Unsere polarisierte Welt fordert uns alle heraus, Brücken zu bauen statt Mauern. Für uns Christen wäre das zugleich ein Brückenschlagen auf die Kirche der Zukunft hin. Ein Blick auf Jesu Tod und Auferstehung kann uns das nahebringen.

Um die Gottesherrschaft mitten unter uns (Lk 17,21) aufzurichten, zog Jesus durch Galiläa und organisierte eine von der römischen Besatzungsmacht unterdrückte und ausgebeutete Unterschicht zur Selbsthilfe.

Er sandte auch Mitarbeiter aus (Lk 10,1), um das Reich Gottes ganz gezielt im Gegensatz zur Machtpyramide Roms als Vernetzung kleiner Netzwerke aufzubauen.

Trotz aller Gegensätze zwischen Kaiphas und Pilatus, saßen beide an der Spitze der Pyramide, die Jesus zu erschüttern drohte, wenn er sagte:

«Der Größte von euch soll euer Diener sein» (Mt 23,11).[3]

Die Gewalthaber machten also gemeinsame Sache und «eliminierten» den Revolutionär.

Jesus wurde als politischer Verbrecher hingerichtet. Die Kreuzesstrafe war ausschließlich Aufrührern und davongelaufenen Sklaven vorbehalten. Ihr Verbrechen: Sie unterminierten die Grundlage der römischen Machtpyramide. Und genau das hatte Jesus sich zuschulden kommen lassen.

Ein Jude verstand sich mit Gott durch seine Zugehörigkeit zum auserwählten Volk verbunden.

Da die höchste religiöse Autorität seines Volkes Jesus ausgestoßen hatte, mussten seine Jünger annehmen, dass er auch von Gott verdammt war.[4]

Aber das Umwerfende der Osterbotschaft war: Gott hat Jesus auferweckt und so das Herzstück seines Wirkens, die Aufrichtung der Gottesherrschaft gerechtfertigt.

Das sendet die Apostel als Zeugen für das Reich Gottes in alle Welt.

Ein Schlüsselwort der Auferstehungsbotschaft ist:

«Fürchtet euch nicht!» (Mk 16,6).

[Einträge mit Koordinatenannotationen]
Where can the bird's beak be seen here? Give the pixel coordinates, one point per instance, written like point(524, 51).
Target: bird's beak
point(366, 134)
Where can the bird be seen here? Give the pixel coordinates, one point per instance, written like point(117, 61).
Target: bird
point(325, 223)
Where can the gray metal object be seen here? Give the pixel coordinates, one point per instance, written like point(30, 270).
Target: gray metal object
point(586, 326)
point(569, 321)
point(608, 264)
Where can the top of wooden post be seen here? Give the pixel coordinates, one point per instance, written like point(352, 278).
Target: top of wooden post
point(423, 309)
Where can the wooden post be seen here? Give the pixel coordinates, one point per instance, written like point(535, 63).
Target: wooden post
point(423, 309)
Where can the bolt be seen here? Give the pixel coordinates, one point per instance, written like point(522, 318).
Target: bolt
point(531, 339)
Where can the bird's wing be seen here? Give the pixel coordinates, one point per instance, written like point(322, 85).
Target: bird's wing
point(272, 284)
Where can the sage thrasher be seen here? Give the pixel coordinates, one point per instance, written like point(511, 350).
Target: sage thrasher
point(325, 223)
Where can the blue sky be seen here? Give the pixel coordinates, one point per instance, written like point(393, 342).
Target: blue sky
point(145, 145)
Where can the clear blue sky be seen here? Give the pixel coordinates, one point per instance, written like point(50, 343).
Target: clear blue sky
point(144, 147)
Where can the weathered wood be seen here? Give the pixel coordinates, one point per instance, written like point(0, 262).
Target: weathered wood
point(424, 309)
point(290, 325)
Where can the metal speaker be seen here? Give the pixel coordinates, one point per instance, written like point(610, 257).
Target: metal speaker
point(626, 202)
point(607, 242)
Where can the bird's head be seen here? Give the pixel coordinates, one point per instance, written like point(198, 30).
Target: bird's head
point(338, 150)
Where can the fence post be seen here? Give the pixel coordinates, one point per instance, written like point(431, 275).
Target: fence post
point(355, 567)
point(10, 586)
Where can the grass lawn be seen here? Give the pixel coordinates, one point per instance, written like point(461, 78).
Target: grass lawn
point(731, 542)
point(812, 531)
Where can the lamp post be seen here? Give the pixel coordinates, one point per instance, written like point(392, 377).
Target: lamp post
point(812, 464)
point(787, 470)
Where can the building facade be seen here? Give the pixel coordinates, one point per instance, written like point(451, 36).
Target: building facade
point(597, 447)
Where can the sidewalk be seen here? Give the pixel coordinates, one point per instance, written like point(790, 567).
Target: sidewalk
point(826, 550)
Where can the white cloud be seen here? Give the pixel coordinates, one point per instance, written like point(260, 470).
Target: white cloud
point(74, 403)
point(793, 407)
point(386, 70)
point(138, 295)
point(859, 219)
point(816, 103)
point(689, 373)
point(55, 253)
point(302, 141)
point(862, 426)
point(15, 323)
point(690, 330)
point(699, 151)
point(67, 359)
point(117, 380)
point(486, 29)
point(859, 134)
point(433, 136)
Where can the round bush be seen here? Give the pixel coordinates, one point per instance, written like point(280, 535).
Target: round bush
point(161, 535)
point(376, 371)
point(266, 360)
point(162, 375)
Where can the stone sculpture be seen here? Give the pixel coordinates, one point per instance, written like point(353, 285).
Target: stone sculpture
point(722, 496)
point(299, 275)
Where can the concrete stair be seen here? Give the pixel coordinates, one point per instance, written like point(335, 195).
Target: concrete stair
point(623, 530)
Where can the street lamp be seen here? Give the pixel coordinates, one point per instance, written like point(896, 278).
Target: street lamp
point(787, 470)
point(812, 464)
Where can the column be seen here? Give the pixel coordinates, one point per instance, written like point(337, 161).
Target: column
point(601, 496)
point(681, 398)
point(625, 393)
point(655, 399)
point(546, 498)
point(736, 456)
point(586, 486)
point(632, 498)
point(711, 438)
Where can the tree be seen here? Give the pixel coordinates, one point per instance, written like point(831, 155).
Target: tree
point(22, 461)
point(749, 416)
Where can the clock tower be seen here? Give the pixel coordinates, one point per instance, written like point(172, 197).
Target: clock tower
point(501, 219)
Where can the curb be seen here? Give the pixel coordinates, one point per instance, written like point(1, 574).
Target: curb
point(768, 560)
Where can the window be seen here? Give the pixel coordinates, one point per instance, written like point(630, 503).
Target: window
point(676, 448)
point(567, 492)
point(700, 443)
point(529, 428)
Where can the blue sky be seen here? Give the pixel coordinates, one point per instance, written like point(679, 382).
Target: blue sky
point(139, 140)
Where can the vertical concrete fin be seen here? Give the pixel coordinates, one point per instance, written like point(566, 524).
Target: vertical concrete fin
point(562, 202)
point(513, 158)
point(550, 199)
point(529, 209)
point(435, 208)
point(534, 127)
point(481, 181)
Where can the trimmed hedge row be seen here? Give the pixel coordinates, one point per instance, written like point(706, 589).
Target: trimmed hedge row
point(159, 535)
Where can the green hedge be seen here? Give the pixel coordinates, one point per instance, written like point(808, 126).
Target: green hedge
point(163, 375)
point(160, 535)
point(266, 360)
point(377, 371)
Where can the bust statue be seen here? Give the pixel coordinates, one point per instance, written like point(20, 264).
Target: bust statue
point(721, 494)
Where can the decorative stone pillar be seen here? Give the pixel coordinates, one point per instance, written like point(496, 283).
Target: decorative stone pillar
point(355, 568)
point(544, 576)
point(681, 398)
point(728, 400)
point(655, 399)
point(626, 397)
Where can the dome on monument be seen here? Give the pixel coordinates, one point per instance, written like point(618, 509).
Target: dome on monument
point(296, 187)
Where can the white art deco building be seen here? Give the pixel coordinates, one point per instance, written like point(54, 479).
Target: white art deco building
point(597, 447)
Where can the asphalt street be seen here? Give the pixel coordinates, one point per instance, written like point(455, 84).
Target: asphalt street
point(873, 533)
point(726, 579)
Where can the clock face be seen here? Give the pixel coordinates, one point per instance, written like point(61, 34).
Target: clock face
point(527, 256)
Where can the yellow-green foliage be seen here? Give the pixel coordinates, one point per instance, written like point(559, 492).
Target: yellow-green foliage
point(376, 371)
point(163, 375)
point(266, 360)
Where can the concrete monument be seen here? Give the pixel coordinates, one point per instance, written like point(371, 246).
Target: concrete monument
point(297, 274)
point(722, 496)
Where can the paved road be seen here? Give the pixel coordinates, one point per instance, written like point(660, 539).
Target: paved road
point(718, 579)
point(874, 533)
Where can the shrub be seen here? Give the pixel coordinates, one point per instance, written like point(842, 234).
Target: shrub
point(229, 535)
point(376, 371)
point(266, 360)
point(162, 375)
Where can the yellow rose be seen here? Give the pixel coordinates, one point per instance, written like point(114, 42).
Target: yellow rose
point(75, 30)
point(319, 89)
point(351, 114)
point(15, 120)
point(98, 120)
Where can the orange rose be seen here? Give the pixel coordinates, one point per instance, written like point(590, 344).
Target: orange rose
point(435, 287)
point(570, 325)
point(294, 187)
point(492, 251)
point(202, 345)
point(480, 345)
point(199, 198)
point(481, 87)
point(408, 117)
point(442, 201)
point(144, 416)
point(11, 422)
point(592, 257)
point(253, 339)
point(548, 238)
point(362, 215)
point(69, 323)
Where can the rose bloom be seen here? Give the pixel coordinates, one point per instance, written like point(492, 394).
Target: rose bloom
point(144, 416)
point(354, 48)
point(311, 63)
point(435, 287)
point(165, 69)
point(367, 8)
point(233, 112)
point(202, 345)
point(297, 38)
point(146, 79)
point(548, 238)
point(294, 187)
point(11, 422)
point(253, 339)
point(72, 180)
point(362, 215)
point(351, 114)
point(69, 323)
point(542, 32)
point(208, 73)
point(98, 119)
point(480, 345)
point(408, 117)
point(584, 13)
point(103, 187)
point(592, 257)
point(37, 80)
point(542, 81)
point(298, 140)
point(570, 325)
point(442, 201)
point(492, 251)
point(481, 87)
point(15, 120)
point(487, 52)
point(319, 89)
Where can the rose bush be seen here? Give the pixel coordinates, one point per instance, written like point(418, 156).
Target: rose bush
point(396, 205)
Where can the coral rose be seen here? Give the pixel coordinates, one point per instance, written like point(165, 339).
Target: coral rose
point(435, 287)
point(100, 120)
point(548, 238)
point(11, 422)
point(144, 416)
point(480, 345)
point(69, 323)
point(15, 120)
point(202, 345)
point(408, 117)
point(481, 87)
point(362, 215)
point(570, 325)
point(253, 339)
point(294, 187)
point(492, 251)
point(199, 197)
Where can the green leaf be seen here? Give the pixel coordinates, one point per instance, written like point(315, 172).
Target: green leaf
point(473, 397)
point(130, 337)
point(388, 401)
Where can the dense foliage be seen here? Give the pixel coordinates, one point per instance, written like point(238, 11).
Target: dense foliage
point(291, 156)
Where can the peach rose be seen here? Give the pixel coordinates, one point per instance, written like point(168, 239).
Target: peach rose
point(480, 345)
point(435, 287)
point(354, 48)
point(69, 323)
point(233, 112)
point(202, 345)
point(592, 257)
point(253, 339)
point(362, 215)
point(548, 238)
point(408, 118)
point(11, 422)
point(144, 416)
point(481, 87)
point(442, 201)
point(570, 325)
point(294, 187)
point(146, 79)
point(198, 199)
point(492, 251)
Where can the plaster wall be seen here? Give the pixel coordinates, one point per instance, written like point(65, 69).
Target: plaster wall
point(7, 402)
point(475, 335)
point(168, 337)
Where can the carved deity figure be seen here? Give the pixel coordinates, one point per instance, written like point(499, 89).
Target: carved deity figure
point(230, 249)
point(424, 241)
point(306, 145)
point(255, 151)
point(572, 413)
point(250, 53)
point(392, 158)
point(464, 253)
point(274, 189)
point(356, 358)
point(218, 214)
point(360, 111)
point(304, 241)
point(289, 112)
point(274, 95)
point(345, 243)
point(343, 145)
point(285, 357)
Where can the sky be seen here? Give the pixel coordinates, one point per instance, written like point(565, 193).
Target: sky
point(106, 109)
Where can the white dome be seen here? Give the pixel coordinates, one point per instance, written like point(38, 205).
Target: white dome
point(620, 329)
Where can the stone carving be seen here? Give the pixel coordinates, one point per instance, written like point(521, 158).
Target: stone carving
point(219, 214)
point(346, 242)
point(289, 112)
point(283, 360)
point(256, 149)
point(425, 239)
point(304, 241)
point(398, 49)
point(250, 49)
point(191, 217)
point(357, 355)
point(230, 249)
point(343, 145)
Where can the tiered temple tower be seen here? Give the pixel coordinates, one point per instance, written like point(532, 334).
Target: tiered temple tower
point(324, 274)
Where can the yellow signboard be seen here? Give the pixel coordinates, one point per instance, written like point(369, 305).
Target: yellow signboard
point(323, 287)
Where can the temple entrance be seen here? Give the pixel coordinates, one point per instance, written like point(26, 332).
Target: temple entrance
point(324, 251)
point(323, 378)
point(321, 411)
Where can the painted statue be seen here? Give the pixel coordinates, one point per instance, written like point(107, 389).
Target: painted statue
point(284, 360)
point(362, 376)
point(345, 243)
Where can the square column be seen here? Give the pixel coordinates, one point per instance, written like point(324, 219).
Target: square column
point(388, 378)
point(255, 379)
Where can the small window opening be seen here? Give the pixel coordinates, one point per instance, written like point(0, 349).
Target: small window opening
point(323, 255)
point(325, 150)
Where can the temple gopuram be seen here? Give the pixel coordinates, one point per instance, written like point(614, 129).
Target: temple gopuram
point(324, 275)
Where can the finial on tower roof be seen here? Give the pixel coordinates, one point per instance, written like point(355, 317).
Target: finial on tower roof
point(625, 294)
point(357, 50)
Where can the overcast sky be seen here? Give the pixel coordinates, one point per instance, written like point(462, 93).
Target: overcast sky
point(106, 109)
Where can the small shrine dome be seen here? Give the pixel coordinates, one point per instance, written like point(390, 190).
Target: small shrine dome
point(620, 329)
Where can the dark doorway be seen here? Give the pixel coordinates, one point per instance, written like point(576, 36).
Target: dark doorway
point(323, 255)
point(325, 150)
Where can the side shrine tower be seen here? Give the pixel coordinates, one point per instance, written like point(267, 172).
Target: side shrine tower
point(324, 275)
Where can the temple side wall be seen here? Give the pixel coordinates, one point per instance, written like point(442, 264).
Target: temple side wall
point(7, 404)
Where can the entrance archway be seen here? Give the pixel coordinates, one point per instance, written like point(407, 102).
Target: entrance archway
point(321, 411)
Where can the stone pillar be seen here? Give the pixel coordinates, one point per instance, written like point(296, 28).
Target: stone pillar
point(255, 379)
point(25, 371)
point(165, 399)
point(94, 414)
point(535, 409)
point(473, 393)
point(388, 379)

Aufgaben:
A – Wem war laut dem Textabschnitt über Jesu Tod und Auferstehung die Kreuzesstrafe vorbehalten?
B – Schreiben Sie den Textabschnitt über Jesu Tod und Auferstehung im Anschluss an seinen letzten Satz weiter.

Antworten:
A – Ausschließlich Aufrührern und davongelaufenen Sklaven.

B –
Auf Furcht setzt das Grundmodell der vorherrschenden Weltordnung: die Machtpyramide.

Bei Johannes heißt sie darum einfach «die Welt» – nicht die Welt, die Gott so sehr geliebt, sondern die Welt, die ihn nicht erkannt hat.

Von ihr sagt Jesus Christus:

«In der Welt habt ihr Angst; aber seid getrost, ich habe die Welt überwunden» (Joh 16,33).

Auch für uns gilt:

«Dies ist der Sieg, der die Welt überwindet: unser Glaube» (1 Joh 5,4).

Der Auferstandene siegt durch gläubiges Vertrauen auf Gott über alle Furcht der Welt.

Furcht müssen wir dabei freilich von Angst unterscheiden. Angst ist unvermeidlich. Sie ist die Enge, in die uns das Leben immer wieder führt. Furcht sträubt sich und bleibt in der Angst stecken.

Der Glaube geht voll Vertrauen weiter und auch die engste Passage führt zu einer neuen Geburt.

Jesus selbst schwitzt Blut vor Todesangst (Lk 22,44), furchtlos aber vertraut er dem Vater und wird so zum «Erstgeborenen von den Toten» (Offb 1,5).

Furcht baut Mauern,
Vertrauen baut Brücken.

Beides ‒ und das ist die Tragik der Kirchengeschichte ‒ finden wir innerhalb der einen Kirche. Sie wurzelt in der Predigt Jesus vom Reich Gottes, verweltlicht aber zur Machtpyramide und baut Mauern von Furcht, Ausgrenzung und Habsucht.[5]

Eine katastrophale Entwicklung war es, dass die Kirche schon bald von der Netzwerkstruktur des «Reiches Gottes» auf die der Machtpyramide Roms zurückfiel. In ihr aber sprangen immer wieder Gruppen auf, die das ursprüngliche Ideal verwirklichten.

Ein Beispiel sind die ersten Jünger des heiligen Franziskus. Und jede Klostergemeinschaft ist ein Versuch «Reich Gottes» zu leben.

Überall in der Welt entstehen heute Gruppen, die oft vom «Reich Gottes» keine Ahnung haben, aber es doch verwirklichen, indem sie sich vom «Ich-Denken» zum «Wir-Denken» bekehren und für ihr Gemeinschaftsleben von der Natur lernen.

Ihre Ehrfurcht vor der Natur ist, ob sie es wissen oder nicht, Ehrfurcht vor Gott, der uns im innersten Mysterium der Natur begegnet.

Noch ist Zeit, diese kleinen Netzwerke zu einem weltumspannenden Netzwerk des «Wir-Denkens» zu verweben.

Wenn uns das gelingt, dann kann die ganze Menschheitsfamilie ein gemeinsames Alleluja singen.[6]

(Die Quellenangaben zum obigen Text in Anm. 2, 5f.)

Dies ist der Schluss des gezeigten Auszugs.